ÉNONCÉ - Dans l'extrait, relevez tous les animaux qui restent encore dans le palais des éléphants d'après la phrase commençant par « Par le froid qui commence ».

___ EXTRAIT

Elles voguent tranquillement à deux, tournent de temps en temps le bec l’une vers l’autre en se caquetant dans la figure quelque chose qui fait : « rwanerwanewaw ». Cela veut dire évidemment : « Que ces mâles sont embêtants ! il va encore falloir s’exécuter », ou peut-être : « Quel bonheur d’être femelle dans la création : quand l’heure est venue, avec quelle tendresse nous disons oui ! mais au moins, nous ne sommes pas affligées de cette obsession malséante qui s’étale devant tout le monde. »
30 novembre 1916.
Je crois que l’œil le plus beau au monde est l’œil du hibou grand-duc : une grande boule noire comme liquéfiée, bordée d’une bande de feu liquide, mais adoucie par la myopie et la souffrance de la captivité. Je me trouve devant la cage. Il fait un Chchinit effarouché et suit peureusement les mouvements de mes yeux, seule chose qu’il semble voir dans ma figure. Oh ! qu’il est beau, qu’il est beau, et que je l’aime, surtout maintenant que nous sommes nous-mêmes pris dans une trappe d’où nous ne pouvons bouger.
Par le froid qui commence, les bonnes avec les enfants se réfugient dans le palais des éléphants, où il n’y a plus que des zèbres, des chameaux, des girafes et le rhinocéros. Il y fait chaud et les enfants que les mamans envoient, bien emmitouflés, prendre de l’air frais et pur, ne respirent pendant des heures que l’odeur du fumier de ces animaux.

______
___ ENREGISTREMENTS STOCKÉS

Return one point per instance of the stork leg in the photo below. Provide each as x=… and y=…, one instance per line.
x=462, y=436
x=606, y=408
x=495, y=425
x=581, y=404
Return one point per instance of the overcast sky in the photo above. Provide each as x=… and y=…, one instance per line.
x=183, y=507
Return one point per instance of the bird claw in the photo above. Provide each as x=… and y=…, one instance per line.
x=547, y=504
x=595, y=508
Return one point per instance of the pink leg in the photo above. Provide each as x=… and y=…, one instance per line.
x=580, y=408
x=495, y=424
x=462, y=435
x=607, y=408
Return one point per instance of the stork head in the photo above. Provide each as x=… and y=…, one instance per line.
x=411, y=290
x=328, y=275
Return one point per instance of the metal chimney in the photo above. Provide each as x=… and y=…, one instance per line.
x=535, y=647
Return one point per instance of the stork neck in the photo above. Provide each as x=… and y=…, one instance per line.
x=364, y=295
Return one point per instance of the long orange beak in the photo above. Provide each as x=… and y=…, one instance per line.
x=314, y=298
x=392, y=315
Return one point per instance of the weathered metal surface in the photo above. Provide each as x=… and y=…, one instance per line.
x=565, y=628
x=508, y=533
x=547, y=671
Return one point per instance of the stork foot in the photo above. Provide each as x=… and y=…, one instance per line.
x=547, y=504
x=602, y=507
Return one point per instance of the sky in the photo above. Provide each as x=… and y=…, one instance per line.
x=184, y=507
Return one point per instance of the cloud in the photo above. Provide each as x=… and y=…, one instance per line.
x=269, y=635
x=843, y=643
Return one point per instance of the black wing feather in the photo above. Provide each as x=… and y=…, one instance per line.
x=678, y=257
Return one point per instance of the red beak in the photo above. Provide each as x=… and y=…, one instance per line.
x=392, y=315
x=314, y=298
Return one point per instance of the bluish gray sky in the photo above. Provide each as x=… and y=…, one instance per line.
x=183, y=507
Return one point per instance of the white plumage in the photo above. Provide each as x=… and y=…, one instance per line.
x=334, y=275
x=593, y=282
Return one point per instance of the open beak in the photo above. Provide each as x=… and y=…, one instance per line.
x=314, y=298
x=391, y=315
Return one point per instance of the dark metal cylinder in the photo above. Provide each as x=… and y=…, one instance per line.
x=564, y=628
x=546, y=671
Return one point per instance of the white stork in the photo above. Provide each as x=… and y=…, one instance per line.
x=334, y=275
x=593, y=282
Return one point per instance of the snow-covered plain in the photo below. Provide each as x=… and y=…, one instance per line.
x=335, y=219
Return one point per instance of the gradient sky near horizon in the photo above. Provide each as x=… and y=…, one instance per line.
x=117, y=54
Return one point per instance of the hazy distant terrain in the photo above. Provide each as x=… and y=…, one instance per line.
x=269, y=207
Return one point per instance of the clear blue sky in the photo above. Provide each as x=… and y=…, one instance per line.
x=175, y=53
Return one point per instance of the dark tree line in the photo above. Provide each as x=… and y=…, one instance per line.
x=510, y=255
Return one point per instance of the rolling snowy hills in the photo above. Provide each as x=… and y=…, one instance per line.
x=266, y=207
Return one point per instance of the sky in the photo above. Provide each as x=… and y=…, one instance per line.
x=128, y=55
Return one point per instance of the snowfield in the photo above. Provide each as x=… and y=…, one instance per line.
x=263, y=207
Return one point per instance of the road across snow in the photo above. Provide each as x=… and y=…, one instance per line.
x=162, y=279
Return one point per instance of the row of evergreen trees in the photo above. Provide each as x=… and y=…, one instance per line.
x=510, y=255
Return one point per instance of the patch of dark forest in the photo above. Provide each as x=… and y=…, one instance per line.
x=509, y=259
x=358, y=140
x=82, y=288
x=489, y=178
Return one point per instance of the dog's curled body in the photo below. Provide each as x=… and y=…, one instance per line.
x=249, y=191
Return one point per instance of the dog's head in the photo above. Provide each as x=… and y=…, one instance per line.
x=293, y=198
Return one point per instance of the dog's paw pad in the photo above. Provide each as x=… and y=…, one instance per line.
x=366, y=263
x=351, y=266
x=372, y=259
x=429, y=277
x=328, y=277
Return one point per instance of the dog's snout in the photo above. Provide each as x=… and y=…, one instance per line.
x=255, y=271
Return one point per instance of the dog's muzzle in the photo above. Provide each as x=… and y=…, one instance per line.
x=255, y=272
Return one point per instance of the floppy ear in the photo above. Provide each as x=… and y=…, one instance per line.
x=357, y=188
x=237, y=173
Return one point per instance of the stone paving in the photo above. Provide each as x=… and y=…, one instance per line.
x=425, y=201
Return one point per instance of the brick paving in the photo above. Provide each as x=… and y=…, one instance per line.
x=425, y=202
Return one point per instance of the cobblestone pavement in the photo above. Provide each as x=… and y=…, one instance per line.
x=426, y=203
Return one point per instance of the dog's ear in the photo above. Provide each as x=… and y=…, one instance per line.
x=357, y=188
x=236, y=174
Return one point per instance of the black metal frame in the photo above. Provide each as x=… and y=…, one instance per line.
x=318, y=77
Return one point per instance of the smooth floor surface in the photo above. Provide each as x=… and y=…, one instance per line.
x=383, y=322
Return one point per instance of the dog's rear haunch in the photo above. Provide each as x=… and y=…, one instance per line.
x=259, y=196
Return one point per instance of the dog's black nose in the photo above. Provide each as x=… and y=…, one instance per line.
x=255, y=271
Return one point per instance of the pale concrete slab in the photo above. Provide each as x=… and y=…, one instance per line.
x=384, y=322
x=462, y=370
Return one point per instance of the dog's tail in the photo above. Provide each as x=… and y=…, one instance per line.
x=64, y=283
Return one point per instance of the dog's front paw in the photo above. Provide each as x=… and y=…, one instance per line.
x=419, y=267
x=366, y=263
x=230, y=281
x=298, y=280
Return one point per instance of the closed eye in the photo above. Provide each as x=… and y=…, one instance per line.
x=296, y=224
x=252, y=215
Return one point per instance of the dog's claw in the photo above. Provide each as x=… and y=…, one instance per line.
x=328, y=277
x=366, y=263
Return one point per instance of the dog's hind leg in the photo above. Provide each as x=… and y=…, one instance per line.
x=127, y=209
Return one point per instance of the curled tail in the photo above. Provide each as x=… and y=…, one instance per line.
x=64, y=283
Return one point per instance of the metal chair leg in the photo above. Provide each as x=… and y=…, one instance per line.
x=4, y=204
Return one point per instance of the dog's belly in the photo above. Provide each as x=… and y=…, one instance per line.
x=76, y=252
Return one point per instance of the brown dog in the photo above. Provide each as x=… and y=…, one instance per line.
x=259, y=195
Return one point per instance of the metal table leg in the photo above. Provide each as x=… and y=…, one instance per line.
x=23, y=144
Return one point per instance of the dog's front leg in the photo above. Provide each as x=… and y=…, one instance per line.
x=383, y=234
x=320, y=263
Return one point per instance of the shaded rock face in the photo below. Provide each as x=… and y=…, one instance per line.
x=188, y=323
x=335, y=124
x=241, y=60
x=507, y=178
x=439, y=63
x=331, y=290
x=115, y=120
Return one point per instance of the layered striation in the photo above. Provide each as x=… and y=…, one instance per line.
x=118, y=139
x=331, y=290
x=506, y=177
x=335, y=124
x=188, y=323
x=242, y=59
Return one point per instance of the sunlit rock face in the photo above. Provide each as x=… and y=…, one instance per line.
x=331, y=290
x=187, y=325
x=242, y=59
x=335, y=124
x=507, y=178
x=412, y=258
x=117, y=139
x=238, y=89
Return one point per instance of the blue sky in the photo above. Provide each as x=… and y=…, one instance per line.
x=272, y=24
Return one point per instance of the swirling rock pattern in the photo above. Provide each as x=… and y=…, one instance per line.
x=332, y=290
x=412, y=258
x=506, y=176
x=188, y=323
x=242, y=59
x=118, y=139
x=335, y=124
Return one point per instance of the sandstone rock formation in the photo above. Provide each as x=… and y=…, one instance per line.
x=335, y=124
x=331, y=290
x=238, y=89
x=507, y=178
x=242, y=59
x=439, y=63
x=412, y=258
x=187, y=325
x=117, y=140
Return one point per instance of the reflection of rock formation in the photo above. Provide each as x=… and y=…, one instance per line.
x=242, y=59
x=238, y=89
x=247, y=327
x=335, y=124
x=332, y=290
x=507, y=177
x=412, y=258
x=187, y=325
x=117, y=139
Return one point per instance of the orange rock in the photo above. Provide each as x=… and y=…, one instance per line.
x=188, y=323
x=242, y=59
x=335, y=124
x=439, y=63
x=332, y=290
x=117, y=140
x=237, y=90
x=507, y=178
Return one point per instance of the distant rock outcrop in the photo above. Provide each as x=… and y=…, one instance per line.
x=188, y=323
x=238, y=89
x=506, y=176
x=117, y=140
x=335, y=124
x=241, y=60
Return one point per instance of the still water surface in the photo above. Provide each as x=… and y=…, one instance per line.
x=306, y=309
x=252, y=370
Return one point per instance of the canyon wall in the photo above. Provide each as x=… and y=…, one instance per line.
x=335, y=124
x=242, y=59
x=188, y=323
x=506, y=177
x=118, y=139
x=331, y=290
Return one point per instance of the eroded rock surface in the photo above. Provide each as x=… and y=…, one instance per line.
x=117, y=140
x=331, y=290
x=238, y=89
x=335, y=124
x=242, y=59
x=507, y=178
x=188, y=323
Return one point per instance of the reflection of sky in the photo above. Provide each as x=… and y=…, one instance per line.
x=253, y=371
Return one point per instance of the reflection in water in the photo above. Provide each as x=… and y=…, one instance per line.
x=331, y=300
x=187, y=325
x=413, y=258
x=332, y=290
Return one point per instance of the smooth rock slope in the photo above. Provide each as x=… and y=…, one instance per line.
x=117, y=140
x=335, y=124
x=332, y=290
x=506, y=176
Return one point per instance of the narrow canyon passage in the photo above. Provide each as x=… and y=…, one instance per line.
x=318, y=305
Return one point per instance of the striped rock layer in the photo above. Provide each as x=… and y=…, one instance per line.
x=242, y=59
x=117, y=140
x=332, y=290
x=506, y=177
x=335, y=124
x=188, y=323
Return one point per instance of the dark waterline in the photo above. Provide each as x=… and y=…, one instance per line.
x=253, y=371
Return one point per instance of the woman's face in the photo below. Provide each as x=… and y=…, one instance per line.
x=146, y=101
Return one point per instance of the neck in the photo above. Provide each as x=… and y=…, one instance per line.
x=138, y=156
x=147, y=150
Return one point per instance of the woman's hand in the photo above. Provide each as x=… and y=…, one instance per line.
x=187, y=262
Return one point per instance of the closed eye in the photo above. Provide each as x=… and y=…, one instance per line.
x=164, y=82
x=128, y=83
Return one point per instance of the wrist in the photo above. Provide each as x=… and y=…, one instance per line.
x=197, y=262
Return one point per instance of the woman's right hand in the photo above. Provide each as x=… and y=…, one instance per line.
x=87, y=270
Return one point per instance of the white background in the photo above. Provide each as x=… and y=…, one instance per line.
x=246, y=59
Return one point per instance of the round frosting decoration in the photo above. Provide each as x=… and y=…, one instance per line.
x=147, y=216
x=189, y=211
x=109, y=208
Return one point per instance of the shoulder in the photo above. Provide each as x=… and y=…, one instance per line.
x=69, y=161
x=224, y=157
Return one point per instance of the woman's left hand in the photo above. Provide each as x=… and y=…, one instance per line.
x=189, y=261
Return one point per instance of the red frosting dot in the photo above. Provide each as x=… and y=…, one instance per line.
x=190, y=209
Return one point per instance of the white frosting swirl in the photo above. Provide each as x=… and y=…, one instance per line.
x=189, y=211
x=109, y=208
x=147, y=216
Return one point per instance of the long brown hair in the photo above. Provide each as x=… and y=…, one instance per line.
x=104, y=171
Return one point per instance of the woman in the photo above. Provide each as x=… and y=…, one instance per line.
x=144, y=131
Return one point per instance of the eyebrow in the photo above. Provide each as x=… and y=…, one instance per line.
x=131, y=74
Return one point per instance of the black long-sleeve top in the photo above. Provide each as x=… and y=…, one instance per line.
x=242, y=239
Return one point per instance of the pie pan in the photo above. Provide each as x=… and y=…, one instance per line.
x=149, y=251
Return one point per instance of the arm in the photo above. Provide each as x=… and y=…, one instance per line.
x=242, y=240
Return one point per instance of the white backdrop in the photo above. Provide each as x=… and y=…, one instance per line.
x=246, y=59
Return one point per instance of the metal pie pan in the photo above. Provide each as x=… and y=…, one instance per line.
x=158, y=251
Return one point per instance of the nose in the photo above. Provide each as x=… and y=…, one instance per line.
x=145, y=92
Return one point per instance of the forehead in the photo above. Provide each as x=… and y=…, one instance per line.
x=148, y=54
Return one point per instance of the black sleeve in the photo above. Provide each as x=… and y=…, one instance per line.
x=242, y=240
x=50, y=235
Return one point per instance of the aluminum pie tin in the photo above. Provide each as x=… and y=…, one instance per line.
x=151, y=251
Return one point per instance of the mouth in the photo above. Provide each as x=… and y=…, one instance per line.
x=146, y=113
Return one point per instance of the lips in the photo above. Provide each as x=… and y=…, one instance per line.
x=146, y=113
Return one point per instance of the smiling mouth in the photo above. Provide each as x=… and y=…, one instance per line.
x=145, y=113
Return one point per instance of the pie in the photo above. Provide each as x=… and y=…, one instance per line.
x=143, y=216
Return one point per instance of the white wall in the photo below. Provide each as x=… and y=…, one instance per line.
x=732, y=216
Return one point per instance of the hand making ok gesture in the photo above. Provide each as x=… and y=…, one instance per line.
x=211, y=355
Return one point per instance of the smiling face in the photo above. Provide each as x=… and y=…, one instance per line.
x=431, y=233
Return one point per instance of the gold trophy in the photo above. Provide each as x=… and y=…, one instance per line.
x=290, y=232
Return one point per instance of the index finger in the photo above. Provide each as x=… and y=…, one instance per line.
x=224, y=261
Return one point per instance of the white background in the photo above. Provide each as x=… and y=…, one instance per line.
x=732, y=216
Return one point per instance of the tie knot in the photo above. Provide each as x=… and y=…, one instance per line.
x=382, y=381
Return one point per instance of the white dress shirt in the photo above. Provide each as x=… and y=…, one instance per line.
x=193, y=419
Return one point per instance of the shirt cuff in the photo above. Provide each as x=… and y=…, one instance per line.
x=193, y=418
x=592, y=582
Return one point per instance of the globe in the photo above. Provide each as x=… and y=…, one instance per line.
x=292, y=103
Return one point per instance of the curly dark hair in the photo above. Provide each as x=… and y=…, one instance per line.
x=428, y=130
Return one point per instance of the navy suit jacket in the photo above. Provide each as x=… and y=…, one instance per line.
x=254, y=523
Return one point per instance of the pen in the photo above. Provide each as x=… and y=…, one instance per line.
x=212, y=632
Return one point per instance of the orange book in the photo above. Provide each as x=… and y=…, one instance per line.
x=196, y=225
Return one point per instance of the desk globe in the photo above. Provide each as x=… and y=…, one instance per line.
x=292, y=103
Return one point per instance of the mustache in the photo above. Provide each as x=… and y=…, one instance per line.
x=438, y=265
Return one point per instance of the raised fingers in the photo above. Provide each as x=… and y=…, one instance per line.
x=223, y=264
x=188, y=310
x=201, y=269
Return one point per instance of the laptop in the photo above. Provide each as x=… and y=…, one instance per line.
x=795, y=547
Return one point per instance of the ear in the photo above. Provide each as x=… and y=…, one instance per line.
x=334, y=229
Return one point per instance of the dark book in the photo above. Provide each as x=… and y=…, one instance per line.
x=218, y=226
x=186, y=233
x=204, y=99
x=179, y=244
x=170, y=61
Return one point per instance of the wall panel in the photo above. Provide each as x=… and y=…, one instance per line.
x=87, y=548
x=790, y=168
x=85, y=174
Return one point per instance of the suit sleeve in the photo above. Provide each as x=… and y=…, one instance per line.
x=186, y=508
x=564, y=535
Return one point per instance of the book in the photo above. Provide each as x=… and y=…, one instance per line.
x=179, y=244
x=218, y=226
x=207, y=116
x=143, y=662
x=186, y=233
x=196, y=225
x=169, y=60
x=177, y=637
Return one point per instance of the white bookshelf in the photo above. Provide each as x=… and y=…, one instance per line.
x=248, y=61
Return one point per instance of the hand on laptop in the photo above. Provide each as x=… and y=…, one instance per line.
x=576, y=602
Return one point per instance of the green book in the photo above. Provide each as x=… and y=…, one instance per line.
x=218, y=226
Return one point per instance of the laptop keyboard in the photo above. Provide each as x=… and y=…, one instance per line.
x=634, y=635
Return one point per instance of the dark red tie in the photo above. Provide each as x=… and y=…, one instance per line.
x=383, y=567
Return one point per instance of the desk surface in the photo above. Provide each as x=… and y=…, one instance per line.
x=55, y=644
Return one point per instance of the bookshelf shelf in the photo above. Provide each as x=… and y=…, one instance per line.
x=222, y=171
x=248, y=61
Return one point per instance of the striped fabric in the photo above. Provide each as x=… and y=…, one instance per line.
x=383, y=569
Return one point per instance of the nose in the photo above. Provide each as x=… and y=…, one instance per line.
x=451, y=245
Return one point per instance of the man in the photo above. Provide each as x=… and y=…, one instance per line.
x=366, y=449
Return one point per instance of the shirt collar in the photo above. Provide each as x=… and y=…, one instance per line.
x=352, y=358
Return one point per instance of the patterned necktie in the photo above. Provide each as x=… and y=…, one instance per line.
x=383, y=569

______

SOLUTION - Les zèbres, les chameaux, les girafes et le rhinocéros.